Work required: Reproduce only the lines of the material below that start at the line containing "212, row 278." and stop at the line containing "Target: pig's ear". Keep both end lines.

Data to process:
※

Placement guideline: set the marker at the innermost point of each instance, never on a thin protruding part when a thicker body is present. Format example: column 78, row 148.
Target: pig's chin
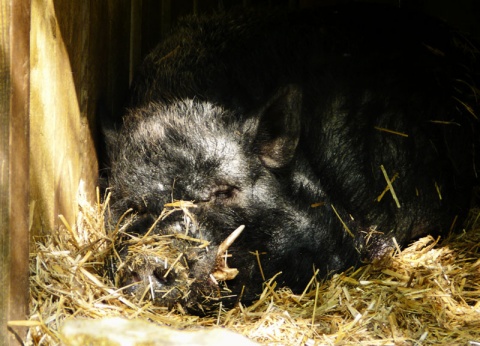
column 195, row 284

※

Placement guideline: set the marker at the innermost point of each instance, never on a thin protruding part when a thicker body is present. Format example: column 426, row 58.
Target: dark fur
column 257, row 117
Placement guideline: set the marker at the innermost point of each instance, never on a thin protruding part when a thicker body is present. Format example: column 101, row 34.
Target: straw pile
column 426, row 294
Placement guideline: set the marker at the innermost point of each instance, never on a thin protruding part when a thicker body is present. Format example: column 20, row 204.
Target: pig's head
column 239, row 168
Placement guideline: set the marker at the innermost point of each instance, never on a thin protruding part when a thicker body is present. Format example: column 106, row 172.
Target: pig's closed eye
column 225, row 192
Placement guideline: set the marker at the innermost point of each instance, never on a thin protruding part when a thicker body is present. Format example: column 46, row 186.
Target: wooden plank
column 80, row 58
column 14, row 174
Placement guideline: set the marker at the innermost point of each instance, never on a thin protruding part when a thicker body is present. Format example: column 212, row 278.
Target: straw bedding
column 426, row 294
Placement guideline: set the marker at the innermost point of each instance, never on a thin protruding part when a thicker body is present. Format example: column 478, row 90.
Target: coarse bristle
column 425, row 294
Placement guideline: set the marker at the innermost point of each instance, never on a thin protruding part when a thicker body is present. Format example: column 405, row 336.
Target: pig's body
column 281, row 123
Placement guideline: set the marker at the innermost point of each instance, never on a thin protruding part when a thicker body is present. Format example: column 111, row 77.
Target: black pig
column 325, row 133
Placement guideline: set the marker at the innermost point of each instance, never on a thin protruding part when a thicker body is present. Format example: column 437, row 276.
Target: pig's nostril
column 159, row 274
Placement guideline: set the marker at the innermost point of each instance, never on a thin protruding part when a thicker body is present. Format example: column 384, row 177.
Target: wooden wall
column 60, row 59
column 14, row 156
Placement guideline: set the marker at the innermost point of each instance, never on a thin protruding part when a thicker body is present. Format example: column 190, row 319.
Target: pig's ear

※

Completed exercise:
Placement guideline: set the marker at the innermost point of each instance, never on a thin protruding part when a thicker body is present. Format example: column 212, row 278.
Target: straw bedding
column 426, row 294
Placement guideline: set the marker at the innermost point of each instance, never on a thin protruding part when a thicker body is present. Format example: column 478, row 90.
Target: coarse bristle
column 425, row 294
Placement guideline: set the marker at the innermost point of each instance, never on a thin protruding part when a thicker body is present. Format example: column 405, row 336.
Target: pig's body
column 281, row 123
Placement guideline: set the marker at the innermost point of each instance, never on a thin protruding part when a thicker body is present. Format example: column 111, row 77.
Target: black pig
column 325, row 133
Placement guideline: set the marker at the innermost point of each instance, never on a thin protruding part when a thicker body is present. Format example: column 437, row 276.
Target: pig's nostril
column 159, row 274
Placement guideline: set the marker at the innermost point of each instance, never on a thin protruding part when a thicker body is present. Format example: column 384, row 177.
Target: wooden wall
column 60, row 59
column 14, row 156
Placement guideline: set the marker at the innermost point of each instance, never on a thin protruding part when a thicker body is present. Format example: column 190, row 319.
Target: pig's ear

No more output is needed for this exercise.